Job ▸
Every record that follows should be printed verbatim.

--- Listed records ---

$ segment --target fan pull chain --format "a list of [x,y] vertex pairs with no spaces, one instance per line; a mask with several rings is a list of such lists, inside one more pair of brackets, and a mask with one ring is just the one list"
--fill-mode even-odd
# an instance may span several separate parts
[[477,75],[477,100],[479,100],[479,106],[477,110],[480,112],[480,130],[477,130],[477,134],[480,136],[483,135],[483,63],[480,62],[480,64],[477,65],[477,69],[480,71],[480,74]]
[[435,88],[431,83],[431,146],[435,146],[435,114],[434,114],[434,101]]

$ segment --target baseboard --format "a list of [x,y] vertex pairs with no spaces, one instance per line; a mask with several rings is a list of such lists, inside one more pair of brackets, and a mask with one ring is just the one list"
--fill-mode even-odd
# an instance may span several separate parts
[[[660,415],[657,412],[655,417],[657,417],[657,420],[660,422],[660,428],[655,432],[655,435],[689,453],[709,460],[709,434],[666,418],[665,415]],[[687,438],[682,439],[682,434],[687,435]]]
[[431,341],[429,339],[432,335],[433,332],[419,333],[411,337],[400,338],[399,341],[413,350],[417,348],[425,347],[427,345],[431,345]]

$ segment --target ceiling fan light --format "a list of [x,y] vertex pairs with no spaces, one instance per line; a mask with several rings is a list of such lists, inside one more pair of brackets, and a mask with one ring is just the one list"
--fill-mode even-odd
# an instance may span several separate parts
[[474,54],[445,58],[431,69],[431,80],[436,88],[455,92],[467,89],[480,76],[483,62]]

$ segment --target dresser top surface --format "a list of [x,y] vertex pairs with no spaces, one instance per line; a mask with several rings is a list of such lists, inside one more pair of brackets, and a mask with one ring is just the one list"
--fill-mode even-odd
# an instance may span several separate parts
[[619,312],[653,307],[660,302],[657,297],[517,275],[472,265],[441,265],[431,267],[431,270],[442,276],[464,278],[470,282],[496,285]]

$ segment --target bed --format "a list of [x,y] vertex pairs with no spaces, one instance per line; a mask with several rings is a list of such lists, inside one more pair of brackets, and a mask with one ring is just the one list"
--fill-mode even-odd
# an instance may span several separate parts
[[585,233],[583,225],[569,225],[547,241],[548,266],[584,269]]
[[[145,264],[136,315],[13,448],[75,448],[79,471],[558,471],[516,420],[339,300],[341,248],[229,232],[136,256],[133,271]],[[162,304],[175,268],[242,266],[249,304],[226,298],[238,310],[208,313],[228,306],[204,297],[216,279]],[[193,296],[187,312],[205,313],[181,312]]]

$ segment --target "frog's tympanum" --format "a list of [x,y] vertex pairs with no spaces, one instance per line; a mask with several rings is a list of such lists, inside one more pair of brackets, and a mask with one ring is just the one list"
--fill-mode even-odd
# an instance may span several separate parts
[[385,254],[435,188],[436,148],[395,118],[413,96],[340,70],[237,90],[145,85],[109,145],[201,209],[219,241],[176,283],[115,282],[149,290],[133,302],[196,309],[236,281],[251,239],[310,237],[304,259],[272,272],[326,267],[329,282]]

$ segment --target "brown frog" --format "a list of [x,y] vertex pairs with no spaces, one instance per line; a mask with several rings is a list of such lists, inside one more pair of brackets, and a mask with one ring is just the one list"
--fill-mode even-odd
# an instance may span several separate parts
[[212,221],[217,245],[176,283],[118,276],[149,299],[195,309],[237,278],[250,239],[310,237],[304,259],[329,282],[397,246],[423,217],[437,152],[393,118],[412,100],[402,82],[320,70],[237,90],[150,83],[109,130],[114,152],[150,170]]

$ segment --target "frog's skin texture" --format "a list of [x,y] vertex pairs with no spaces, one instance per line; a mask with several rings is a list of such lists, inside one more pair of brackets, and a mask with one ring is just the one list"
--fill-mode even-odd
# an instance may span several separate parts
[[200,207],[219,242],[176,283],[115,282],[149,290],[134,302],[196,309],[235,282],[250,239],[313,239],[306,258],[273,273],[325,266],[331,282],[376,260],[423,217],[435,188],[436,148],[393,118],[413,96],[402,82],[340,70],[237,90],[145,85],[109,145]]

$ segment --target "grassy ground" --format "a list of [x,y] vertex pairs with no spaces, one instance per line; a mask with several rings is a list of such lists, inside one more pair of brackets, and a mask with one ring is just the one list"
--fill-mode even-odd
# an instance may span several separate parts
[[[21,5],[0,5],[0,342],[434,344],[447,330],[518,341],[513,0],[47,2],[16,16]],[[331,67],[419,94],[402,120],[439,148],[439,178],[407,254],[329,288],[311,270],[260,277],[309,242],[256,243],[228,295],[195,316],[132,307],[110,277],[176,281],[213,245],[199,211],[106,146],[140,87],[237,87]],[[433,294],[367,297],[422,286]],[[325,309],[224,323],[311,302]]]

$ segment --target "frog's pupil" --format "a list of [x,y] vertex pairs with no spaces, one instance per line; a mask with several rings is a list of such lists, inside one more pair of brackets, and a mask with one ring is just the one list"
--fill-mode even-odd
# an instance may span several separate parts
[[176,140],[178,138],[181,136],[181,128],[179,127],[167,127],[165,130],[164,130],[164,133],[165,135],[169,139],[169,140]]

---

Correct answer ▸
$ segment --target fan pull chain --format "a list of [x,y] vertex pairs with no spaces, one instance per line; a mask with several rings is a list of such lists, inside one more pair of brackets, and a mask with one ring is just the one list"
--fill-mode even-odd
# an instance may span several separate parts
[[477,75],[477,100],[479,100],[479,106],[477,110],[480,112],[480,130],[477,130],[477,134],[480,136],[483,135],[483,63],[480,62],[480,64],[477,65],[477,69],[480,71],[480,74]]
[[435,88],[431,83],[431,146],[435,146],[435,114],[434,114],[434,101]]

$ segment --target baseboard --format "a list of [x,y] vertex pairs with no spaces, one instance per line; a mask with several rings is a list of such lists, inside one more pair of brackets, and a mask with one ring is just the one list"
--fill-mode even-odd
# an instance may span several separate parts
[[[660,415],[657,412],[655,417],[657,417],[657,420],[660,422],[660,428],[655,432],[655,435],[689,453],[709,460],[709,434],[666,418],[665,415]],[[687,438],[682,439],[682,434],[687,435]]]
[[431,341],[429,339],[432,335],[433,332],[419,333],[411,337],[400,338],[399,341],[413,350],[417,348],[425,347],[427,345],[431,345]]

$ segment --target ceiling fan light --format "a list of [x,y] vertex pairs with no spaces, one instance per line; a mask with several rings is a list of such lists, inside one more pair of brackets, and a mask with one ring is just the one list"
--fill-mode even-odd
# an instance may span several separate parts
[[474,54],[445,58],[431,69],[431,80],[436,88],[455,92],[467,89],[480,76],[483,62]]

$ segment --target dresser top surface --format "a list of [x,y] vertex pairs with no spaces, one instance per line; a mask with several rings is a list of such lists, inside one more pair of brackets, and a mask with one ring is just the one list"
--fill-mode even-odd
# an instance may span several separate parts
[[619,312],[653,307],[660,302],[657,297],[517,275],[472,265],[441,265],[431,267],[431,270],[442,276],[464,278],[470,282],[496,285]]

$ segment --target bed --format "a list of [x,y] vertex pairs with no spaces, one instance per line; a mask with several rings is a list of such lists, inside one more pair of brackets, and a mask with one ring is just the one list"
--fill-mode even-odd
# an instance may span several separate parts
[[585,233],[583,225],[569,225],[547,241],[548,266],[584,269]]
[[[145,264],[136,315],[13,448],[75,448],[79,471],[558,471],[516,420],[339,300],[341,248],[229,232],[136,256],[133,271]],[[162,304],[175,268],[242,266],[249,304],[226,298],[238,310],[208,313],[228,306],[204,297],[216,279]],[[193,296],[187,312],[205,313],[181,312]]]

$ segment --target "frog's tympanum" --format "a list of [x,y] vertex pairs with no spaces, one instance per line; a mask with several rings is a list of such lists, inside one more pair of brackets, and a mask with one ring is just the one list"
--fill-mode even-odd
# an instance may span several separate parts
[[385,254],[435,188],[436,148],[395,118],[413,96],[340,70],[237,90],[145,85],[109,145],[201,209],[219,241],[176,283],[115,282],[149,290],[133,302],[196,309],[236,281],[251,239],[310,237],[304,259],[272,272],[326,267],[329,282]]

$ segment --target "brown frog" --format "a list of [x,y] vertex pairs with no spaces, one instance per line; a mask with several rings is a list of such lists, inside one more pair of brackets, and a mask with one ring is just the one list"
--fill-mode even-odd
# an instance may span several separate parts
[[212,221],[217,245],[176,283],[118,276],[149,299],[195,309],[237,278],[250,239],[310,237],[304,259],[329,282],[397,246],[423,217],[437,152],[393,118],[412,100],[402,82],[320,70],[237,90],[150,83],[109,130],[114,152],[150,170]]

$ segment --target "frog's skin texture" --format "a list of [x,y] vertex pairs with no spaces, one instance per line; a mask with several rings is a list of such lists, inside one more pair of brackets, and a mask with one ring is just the one list"
--fill-mode even-odd
# an instance may span several separate parts
[[200,207],[219,242],[176,283],[115,282],[149,290],[134,302],[196,309],[235,282],[250,239],[313,239],[306,258],[273,273],[325,266],[331,282],[376,260],[423,217],[435,188],[436,148],[393,118],[413,96],[402,82],[340,70],[237,90],[145,85],[109,145]]

$ segment --target "grassy ground" --format "a list of [x,y] vertex pairs with no spaces, one instance per line; a mask with several rings is a list of such lists, inside one more pair of brackets, and a mask with one ring is just the one list"
--fill-mode even-odd
# an instance may span several separate parts
[[[21,5],[0,5],[0,342],[434,344],[447,330],[518,341],[513,0],[47,2],[16,16]],[[331,67],[419,94],[402,120],[439,148],[439,178],[407,254],[329,288],[311,270],[260,277],[309,242],[256,243],[228,295],[195,316],[132,307],[110,277],[176,281],[213,245],[199,211],[106,146],[140,87],[237,87]],[[433,294],[367,297],[422,286]],[[325,309],[224,323],[311,302]]]

$ segment --target "frog's pupil" --format "a list of [x,y] vertex pairs with no spaces, one instance per line; a mask with several rings is a list of such lists, inside one more pair of brackets, and a mask with one ring is just the one list"
--fill-mode even-odd
# an instance may span several separate parts
[[176,140],[178,138],[181,136],[181,128],[179,127],[167,127],[165,130],[164,130],[164,133],[165,135],[169,139],[169,140]]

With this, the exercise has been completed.